<<<<

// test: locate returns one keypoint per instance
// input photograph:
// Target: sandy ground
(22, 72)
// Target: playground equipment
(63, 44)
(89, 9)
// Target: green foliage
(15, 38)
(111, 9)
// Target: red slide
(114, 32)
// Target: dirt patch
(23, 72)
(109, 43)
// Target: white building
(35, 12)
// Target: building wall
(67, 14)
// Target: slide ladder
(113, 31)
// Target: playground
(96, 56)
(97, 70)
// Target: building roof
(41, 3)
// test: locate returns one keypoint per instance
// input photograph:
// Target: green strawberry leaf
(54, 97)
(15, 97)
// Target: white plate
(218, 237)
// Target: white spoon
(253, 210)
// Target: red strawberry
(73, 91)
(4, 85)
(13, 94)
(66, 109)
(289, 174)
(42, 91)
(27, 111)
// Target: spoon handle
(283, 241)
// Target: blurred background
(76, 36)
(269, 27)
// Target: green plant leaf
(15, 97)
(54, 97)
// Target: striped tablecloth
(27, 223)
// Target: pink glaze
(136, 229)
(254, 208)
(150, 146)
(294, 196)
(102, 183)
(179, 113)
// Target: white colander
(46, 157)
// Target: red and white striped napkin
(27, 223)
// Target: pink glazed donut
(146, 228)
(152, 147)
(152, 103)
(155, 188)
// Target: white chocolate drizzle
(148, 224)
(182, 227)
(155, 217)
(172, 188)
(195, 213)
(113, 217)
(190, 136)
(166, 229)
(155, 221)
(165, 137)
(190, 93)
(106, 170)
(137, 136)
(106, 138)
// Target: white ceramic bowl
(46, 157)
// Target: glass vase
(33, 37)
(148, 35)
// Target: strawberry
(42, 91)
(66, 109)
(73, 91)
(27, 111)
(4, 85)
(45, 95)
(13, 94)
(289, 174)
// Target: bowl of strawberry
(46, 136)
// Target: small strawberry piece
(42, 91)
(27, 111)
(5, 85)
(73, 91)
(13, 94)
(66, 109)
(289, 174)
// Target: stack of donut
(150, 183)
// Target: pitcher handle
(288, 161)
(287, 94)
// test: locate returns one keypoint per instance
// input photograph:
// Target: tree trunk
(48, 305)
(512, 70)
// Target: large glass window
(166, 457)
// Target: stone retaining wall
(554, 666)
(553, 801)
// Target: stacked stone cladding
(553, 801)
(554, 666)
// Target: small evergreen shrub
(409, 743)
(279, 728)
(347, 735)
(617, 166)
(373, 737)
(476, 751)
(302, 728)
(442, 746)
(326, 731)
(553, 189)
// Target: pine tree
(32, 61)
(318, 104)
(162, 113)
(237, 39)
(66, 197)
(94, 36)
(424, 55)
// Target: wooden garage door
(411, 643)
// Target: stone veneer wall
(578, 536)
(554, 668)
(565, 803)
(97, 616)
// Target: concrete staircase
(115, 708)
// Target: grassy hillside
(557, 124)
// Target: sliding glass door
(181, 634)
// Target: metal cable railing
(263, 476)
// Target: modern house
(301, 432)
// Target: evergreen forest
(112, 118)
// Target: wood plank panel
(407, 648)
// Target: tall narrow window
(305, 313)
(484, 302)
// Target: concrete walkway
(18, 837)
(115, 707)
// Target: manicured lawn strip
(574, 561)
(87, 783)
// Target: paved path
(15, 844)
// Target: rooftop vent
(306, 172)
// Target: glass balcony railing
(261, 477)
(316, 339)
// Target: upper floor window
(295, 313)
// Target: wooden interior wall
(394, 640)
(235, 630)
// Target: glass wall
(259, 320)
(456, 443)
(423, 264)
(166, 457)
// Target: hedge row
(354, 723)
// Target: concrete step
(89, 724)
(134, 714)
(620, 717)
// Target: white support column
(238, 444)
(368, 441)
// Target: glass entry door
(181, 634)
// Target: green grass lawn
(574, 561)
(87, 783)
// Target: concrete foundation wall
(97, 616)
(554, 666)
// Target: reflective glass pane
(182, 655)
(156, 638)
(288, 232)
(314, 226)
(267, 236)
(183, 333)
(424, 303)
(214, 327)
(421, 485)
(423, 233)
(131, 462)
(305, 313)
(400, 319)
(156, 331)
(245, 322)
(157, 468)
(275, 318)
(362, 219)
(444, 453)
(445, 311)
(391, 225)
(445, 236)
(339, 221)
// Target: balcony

>>>>

## TASK REQUIREMENTS
Reproduce every line of the data above verbatim, from the first line to the last, with no additions or omissions.

## EXERCISE SOLUTION
// test: locate returns one keypoint per instance
// input photograph:
// Target: sandy ground
(22, 72)
// Target: playground equipment
(63, 44)
(89, 9)
// Target: green foliage
(15, 38)
(111, 9)
// Target: red slide
(114, 32)
// Target: dirt patch
(23, 72)
(109, 43)
// Target: white building
(35, 12)
// Target: building wall
(67, 14)
// Target: slide ladder
(113, 31)
// Target: playground
(96, 56)
(97, 70)
// Target: building roof
(41, 3)
// test: locate returns one keypoint per instance
// input photograph:
// Target: green strawberry leaf
(54, 97)
(15, 97)
// Target: white plate
(218, 237)
// Target: white spoon
(253, 210)
// Target: red strawberry
(73, 91)
(4, 85)
(13, 94)
(66, 109)
(289, 174)
(42, 91)
(27, 111)
// Target: spoon handle
(283, 241)
// Target: blurred background
(76, 36)
(269, 27)
// Target: green plant leaf
(15, 97)
(54, 97)
// Target: striped tablecloth
(27, 223)
// Target: pink glaze
(136, 229)
(254, 208)
(150, 146)
(294, 196)
(102, 183)
(179, 113)
// Target: white colander
(46, 157)
// Target: red and white striped napkin
(27, 223)
// Target: pink glazed donut
(146, 228)
(152, 147)
(152, 103)
(155, 188)
// Target: white chocolate drizzle
(148, 224)
(182, 227)
(155, 217)
(172, 188)
(195, 213)
(113, 217)
(190, 136)
(166, 229)
(155, 221)
(165, 137)
(190, 93)
(106, 170)
(137, 136)
(106, 138)
// Target: white ceramic bowl
(46, 157)
// Target: glass vase
(33, 37)
(148, 35)
// Target: strawberry
(42, 91)
(66, 109)
(73, 91)
(27, 111)
(4, 85)
(45, 95)
(13, 94)
(289, 174)
// Target: bowl of strawberry
(46, 136)
// Target: small strawberry piece
(42, 91)
(27, 111)
(5, 85)
(73, 91)
(13, 94)
(66, 109)
(289, 174)
// Target: stack of donut
(150, 183)
// Target: pitcher handle
(288, 161)
(287, 94)
// test: locate returns one keypoint per instance
// input photograph:
// Target: tree trunk
(48, 305)
(512, 70)
// Target: large glass window
(166, 457)
// Target: stone retaining wall
(554, 666)
(553, 801)
// Target: stacked stone cladding
(553, 801)
(554, 666)
// Target: small evergreen shrub
(409, 743)
(279, 728)
(347, 735)
(617, 166)
(373, 737)
(476, 751)
(302, 728)
(442, 746)
(326, 731)
(553, 189)
// Target: pine tree
(32, 61)
(318, 104)
(162, 113)
(237, 39)
(66, 197)
(94, 36)
(424, 55)
// Target: wooden garage door
(411, 643)
// Target: stone veneer wall
(578, 536)
(554, 668)
(565, 803)
(97, 616)
// Target: concrete staircase
(115, 708)
// Target: grassy hillside
(557, 124)
// Target: sliding glass door
(181, 634)
// Target: metal cable railing
(263, 476)
// Target: modern house
(301, 432)
// Target: evergreen forest
(112, 118)
// Target: wood plank panel
(407, 648)
// Target: tall narrow window
(305, 313)
(484, 302)
// Target: concrete walkway
(18, 837)
(115, 707)
// Target: manicured lawn strip
(574, 561)
(87, 783)
// Target: paved path
(15, 844)
// Target: rooftop vent
(306, 172)
// Target: glass balcony railing
(261, 477)
(316, 339)
// Target: upper floor window
(295, 313)
// Target: wooden interior wall
(394, 640)
(235, 630)
// Target: glass wall
(259, 320)
(456, 443)
(423, 264)
(166, 457)
// Target: hedge row
(354, 723)
// Target: concrete step
(89, 724)
(134, 714)
(620, 717)
// Target: white support column
(238, 444)
(368, 441)
// Target: glass entry door
(181, 634)
// Target: green grass lawn
(574, 561)
(87, 783)
// Target: concrete foundation wall
(97, 616)
(554, 666)
// Target: reflective glass pane
(182, 655)
(156, 638)
(288, 232)
(314, 226)
(267, 236)
(183, 333)
(424, 303)
(214, 327)
(421, 485)
(423, 233)
(131, 462)
(305, 313)
(400, 319)
(156, 331)
(245, 322)
(157, 468)
(275, 318)
(362, 219)
(444, 453)
(445, 311)
(391, 225)
(445, 236)
(339, 221)
// Target: balcony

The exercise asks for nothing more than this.